### EXCERPTED PASSAGE
====================
Ginormous Coincidences?
Analyzing Francesca Gino's attempted rebuttals of allegations against her research
In June, three academics - Uri Simonsohn, Leif Nelson and Joe Simmons - set off a firestorm when they released a series of four posts (1, 2, 3, 4) on their blog, Data Colada, “detailing evidence of fraud in four academic papers co-authored by Harvard Business School Professor Francesca Gino.”1 Following a parallel investigation at Harvard, Gino has been placed on administrative leave and Harvard requested the papers in question be retracted.2
Maintaining her innocence, Gino subsequently sued Harvard and Data Colada in Federal Court for defamation. On Friday, Gino launched a website attempting to rebut the allegations against her research, including analysis (and the promise of more) countering the claims made by Data Colada. Gino admits her critics “may sound compelling”, but claims their arguments are “incomplete and misleading.”
This post is not, per se, about the evidence of fraud presented by Data Colada. Rather it is an attempt to critically analyze the counterpoints that Gino is raising in her defense.
====================
### DATA SHOWN
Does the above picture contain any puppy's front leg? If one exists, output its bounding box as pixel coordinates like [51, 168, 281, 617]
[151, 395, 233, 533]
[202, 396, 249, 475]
====================
### PROBLEM REQUIREMENTS
Copy the Gino rebuttal post, starting at the words "This post is" and stopping after "in her defense.", and swap "counterpoints" out for "rebuttals". These lines have nothing to do with the Gino rebuttal post.

### TASK ANSWER
This post is not, per se, about the evidence of fraud presented by Data Colada. Rather it is an attempt to critically analyze the rebuttals that Gino is raising in her defense.